Rewrite the items from the very first line through the line containing "(1260, 718)", keeping every request line, and shift each coordinate in the answers by -106.

## begin

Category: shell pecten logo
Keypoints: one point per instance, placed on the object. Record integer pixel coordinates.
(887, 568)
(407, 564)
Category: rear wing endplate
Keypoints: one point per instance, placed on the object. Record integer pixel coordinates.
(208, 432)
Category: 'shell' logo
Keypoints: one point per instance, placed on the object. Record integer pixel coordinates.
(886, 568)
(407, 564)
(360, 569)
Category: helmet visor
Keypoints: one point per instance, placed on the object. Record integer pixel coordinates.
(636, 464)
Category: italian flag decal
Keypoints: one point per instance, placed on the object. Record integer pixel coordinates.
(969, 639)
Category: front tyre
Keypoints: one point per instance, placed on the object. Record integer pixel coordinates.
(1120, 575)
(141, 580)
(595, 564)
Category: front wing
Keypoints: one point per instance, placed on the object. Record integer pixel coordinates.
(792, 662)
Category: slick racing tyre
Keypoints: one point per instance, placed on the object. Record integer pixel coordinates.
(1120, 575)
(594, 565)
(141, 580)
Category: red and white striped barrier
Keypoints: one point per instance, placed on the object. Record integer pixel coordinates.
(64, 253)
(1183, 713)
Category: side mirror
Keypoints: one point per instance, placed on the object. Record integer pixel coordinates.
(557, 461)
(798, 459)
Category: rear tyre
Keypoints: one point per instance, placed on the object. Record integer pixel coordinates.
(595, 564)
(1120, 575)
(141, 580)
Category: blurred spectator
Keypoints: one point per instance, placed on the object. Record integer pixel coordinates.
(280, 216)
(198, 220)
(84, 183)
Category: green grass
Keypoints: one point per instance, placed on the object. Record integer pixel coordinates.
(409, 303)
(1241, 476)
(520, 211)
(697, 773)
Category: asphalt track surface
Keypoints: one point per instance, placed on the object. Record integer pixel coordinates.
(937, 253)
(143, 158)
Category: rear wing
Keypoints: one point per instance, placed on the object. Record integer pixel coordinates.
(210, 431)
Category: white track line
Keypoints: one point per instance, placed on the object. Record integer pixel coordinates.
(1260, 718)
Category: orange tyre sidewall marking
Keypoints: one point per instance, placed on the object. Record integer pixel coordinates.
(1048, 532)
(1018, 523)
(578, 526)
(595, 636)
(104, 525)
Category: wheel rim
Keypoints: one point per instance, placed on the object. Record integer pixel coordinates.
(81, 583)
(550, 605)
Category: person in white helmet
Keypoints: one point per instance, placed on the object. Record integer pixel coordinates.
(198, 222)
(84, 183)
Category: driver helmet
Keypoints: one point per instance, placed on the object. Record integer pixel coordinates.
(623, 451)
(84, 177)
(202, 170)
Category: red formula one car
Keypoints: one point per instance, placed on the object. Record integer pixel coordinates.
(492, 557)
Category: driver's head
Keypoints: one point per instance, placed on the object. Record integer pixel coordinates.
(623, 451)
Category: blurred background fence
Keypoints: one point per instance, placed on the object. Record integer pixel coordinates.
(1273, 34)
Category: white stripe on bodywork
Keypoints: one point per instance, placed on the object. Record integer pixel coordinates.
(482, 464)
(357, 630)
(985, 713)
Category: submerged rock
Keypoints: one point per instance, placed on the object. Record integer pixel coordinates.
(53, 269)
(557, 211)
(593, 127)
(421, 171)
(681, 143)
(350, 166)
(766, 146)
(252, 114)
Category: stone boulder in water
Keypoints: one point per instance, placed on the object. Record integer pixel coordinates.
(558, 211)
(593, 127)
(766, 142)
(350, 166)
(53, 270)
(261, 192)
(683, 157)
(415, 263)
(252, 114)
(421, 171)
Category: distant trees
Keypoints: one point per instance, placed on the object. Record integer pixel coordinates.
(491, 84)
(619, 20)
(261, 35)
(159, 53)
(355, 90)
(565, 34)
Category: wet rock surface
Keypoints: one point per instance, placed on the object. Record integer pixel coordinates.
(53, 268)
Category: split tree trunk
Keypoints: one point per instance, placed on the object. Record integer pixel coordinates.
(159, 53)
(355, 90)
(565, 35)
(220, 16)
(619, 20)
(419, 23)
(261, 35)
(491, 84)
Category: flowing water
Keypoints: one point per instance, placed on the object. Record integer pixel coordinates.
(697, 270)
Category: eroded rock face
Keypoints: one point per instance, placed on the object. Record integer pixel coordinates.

## end

_Task output_
Category: shell pecten logo
Keypoints: one point per instance, placed on the object. Record integer pixel coordinates.
(781, 462)
(301, 458)
Category: rear wing endplate
Keypoints: one point per instance, placed on the object. Record integer pixel coordinates.
(102, 326)
Category: 'shell' logo
Keypoints: one point per instance, placed on the object. Record integer pixel coordinates.
(780, 462)
(301, 458)
(254, 463)
Category: helmet visor
Keypoints: one point per instance, placed on the object. Record integer pixel coordinates.
(530, 358)
Category: italian flag decal
Keypoints: one point per instance, placed on the object. Record integer pixel coordinates.
(863, 533)
Category: front tyre
Keypoints: one point per instance, placed on the object. Record integer pixel coordinates.
(1014, 469)
(35, 474)
(489, 458)
Category: front wing
Keypoints: one point per instance, placed on the object. Record integer pixel coordinates.
(686, 556)
Category: slick racing tyre
Keypoints: one point per instance, placed on the object. Record integer pixel coordinates.
(1014, 469)
(488, 459)
(35, 474)
Category: red and white striped barrier
Keypoints: one point per instance, placed on the object. Record integer pixel coordinates.
(-42, 147)
(1077, 607)
Category: side mirror
Keypoints: one point per instance, placed on the object. Record integer pixel coordinates.
(451, 355)
(692, 353)
Category: rear tyre
Keypoints: one point per instance, placed on the object. Record integer pixel coordinates.
(489, 458)
(1014, 469)
(35, 474)
Category: blurred spectator
Keypoints: one point per instance, placed on the object. Record integer pixel coordinates.
(174, 110)
(92, 114)
(-22, 77)
Category: green grass
Keypoints: one point per instance, placed on the object. Record integer pixel coordinates.
(303, 197)
(1135, 370)
(414, 105)
(591, 667)
Category: asphalt track surface
Keypoints: one point per instance, placed on the object. Record integer pixel coordinates.
(831, 147)
(37, 52)
Category: rear wing
Keypoints: one point per instance, placed on the object. Record integer pixel coordinates.
(104, 325)
Category: white track line
Keypoints: one point per instance, placed on the object. Record integer pixel coordinates.
(1154, 612)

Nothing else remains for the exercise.